───── Records for processing ─────

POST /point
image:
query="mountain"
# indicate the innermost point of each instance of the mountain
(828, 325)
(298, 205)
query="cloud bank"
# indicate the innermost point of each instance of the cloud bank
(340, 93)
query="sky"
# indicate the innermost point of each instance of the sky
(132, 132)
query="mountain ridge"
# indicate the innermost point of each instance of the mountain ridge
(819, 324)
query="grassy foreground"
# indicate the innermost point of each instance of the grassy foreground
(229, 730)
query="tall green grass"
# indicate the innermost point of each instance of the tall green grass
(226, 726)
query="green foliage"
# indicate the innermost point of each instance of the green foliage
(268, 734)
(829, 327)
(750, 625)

─────

▸ Work instructions
Copy the material above back out, exactly as written.

▸ Task response
POST /point
image:
query="mountain"
# indicate the innermost point of each instance of the mountain
(828, 325)
(298, 205)
query="cloud bank"
# indicate the innermost point of each instance of the cloud bank
(340, 93)
query="sky"
# indicate the innermost point of each instance of the sky
(132, 132)
query="mountain ridge"
# indicate the innermost point of each instance of the mountain ridge
(819, 324)
query="grassy foreground"
# indicate the innermost point of each instance of the grassy foreground
(229, 730)
query="tall green grass"
# indicate the innermost point of each instance of the tall green grass
(226, 726)
query="green foliage"
# indicate the innermost point of each instance of the green foliage
(268, 734)
(829, 327)
(750, 625)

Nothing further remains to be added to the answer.